** BEGIN Data extract **
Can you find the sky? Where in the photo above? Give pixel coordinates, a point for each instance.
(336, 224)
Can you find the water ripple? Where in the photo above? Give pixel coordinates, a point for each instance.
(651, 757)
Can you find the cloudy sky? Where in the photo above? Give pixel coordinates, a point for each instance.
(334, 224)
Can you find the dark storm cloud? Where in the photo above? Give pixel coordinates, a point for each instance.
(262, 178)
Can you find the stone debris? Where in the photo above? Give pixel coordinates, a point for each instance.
** END Data extract **
** BEGIN Data extract **
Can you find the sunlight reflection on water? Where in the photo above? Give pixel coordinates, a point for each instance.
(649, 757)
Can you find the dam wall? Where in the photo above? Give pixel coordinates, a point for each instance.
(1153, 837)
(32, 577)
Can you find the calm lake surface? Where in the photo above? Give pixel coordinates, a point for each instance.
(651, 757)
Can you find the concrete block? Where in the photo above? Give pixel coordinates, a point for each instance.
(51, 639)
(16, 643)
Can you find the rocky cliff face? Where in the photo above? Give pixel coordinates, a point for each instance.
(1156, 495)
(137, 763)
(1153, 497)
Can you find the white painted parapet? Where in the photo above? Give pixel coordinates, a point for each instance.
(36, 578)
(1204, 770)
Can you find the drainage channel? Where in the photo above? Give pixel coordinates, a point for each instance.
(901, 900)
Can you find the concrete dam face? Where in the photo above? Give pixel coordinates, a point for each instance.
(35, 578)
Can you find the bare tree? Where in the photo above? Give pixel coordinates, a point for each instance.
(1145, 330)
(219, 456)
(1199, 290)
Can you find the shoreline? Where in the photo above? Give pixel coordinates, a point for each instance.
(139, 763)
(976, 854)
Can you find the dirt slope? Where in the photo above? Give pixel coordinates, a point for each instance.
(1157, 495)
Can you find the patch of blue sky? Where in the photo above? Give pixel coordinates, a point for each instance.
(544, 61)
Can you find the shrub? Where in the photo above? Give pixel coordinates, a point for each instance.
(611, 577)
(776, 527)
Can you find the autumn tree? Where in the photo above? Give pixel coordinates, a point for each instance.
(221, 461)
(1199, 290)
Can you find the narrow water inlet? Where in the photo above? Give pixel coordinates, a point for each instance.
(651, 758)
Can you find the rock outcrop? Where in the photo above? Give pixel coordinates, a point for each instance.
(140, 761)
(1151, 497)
** END Data extract **
• _What to produce_: Update the entries from the line containing "Can you find the sunlight" through the line containing "(1153, 497)" by swapping "concrete block" for "cement block". Give only that stretch, with everything else left as it stands.

• _Final result_:
Can you find the sunlight reflection on water? Where in the photo above? Give pixel coordinates, a point for each instance.
(649, 757)
Can you find the dam wall? Where in the photo above? Give pixel coordinates, a point for each instance.
(1153, 837)
(32, 577)
Can you find the calm lake surface? Where in the photo above? Give pixel coordinates, a point for each instance.
(651, 757)
Can you find the cement block? Where in the photo above? Give pixel coordinates, a point for each instance.
(51, 639)
(16, 643)
Can you find the rocky cliff face? Where in the photo above? Give pixel coordinates, a point for each instance.
(1156, 495)
(137, 763)
(1153, 497)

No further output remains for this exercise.